>> start
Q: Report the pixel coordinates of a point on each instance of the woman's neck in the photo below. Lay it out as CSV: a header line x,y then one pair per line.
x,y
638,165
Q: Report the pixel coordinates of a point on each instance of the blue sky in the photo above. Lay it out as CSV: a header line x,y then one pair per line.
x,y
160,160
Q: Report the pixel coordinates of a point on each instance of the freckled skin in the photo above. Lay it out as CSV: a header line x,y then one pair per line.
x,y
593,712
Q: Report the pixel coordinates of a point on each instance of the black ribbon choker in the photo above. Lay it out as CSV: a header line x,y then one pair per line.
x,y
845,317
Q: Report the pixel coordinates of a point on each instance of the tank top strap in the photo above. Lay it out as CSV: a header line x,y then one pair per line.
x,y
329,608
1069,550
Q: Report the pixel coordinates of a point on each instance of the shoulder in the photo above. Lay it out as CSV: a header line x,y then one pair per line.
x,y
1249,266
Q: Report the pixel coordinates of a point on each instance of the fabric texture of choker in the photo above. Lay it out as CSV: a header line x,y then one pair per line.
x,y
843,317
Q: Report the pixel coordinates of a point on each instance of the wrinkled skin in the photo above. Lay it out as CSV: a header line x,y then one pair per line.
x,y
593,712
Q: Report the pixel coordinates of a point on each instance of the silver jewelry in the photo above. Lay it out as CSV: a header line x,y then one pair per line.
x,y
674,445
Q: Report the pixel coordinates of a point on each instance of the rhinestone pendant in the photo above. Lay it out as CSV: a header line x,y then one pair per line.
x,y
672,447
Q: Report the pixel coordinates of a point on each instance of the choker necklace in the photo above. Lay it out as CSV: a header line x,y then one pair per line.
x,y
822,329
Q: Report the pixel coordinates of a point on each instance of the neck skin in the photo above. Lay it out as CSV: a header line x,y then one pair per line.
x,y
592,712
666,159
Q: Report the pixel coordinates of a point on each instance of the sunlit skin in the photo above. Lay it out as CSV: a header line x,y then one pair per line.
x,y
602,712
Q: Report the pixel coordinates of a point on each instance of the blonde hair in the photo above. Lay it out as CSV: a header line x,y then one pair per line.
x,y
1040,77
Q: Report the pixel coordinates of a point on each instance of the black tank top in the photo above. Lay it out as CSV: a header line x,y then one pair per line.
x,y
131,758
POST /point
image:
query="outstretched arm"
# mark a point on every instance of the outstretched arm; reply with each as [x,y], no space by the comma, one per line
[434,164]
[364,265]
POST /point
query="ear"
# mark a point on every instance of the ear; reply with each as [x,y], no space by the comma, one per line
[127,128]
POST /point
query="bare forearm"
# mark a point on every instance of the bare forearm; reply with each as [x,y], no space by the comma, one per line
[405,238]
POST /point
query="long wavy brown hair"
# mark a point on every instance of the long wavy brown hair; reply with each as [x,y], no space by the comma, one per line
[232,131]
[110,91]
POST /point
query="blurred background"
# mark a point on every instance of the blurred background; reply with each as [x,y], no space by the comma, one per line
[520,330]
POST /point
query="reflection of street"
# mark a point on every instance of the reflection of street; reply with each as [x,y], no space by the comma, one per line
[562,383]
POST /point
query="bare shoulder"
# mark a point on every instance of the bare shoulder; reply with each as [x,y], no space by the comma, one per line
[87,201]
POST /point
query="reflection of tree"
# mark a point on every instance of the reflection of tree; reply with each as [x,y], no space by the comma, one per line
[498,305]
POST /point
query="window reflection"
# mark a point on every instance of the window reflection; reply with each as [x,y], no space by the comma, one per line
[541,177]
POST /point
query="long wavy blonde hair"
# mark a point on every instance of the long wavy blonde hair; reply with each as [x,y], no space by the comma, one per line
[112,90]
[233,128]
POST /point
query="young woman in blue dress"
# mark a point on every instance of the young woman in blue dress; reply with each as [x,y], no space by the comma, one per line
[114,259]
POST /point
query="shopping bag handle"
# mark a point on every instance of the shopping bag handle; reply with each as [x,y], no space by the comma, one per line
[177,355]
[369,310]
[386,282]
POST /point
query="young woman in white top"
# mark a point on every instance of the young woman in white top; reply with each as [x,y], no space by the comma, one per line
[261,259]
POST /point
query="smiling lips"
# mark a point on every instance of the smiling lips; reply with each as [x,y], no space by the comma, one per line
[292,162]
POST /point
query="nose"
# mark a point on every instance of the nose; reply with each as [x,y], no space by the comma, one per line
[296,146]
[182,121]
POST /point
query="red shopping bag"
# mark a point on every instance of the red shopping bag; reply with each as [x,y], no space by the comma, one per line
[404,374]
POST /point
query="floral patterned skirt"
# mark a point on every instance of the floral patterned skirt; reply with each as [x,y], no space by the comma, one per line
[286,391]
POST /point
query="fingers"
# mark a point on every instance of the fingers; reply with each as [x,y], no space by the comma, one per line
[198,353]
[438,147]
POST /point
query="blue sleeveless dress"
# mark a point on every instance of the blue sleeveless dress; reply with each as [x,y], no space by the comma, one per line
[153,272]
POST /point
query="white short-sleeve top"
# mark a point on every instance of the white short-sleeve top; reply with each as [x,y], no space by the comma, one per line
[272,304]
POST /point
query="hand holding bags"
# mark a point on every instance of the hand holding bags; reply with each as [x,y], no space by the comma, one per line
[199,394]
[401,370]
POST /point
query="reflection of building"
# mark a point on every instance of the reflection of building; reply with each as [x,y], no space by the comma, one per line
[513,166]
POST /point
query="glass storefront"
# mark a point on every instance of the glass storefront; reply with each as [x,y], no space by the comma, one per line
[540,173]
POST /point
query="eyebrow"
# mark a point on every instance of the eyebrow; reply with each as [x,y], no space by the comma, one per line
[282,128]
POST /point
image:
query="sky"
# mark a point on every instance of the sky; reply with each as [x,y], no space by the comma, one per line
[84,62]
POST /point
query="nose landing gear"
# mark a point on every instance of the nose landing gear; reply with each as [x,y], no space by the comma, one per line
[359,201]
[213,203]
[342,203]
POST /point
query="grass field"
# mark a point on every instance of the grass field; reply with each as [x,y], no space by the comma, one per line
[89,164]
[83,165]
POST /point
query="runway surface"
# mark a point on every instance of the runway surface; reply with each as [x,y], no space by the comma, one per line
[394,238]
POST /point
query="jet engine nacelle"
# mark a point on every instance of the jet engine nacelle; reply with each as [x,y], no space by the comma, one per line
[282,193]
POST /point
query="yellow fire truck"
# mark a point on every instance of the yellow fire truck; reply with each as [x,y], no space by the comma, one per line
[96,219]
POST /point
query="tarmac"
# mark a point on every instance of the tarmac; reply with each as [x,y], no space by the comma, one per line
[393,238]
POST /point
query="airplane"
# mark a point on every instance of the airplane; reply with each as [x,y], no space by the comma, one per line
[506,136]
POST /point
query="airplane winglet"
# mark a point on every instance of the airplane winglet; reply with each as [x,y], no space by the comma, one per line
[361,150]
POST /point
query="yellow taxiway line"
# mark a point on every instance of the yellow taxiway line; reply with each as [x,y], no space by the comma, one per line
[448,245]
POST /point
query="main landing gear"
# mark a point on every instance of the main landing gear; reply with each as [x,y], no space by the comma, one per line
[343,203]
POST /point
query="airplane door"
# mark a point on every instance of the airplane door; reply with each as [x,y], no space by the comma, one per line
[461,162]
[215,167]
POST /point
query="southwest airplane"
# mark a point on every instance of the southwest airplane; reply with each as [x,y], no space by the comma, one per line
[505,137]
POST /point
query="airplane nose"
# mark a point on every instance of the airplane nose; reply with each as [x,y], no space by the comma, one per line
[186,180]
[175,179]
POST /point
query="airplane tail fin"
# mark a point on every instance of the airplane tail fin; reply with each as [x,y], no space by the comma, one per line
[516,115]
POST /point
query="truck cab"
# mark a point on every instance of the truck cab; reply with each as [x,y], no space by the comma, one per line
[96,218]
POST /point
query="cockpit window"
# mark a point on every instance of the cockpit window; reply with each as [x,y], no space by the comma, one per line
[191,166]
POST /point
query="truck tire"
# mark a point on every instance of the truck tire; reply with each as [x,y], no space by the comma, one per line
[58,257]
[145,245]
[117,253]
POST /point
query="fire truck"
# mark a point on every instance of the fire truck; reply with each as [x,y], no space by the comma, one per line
>> end
* Given instruction
Locate each line in the material above that contains the string "background", and copy those lines. Treat the match as case-sensitive.

* Final answer
query="blurred background"
# mark a point on every instance of the blurred background; reply with each as [x,y], no space by the comma, one per line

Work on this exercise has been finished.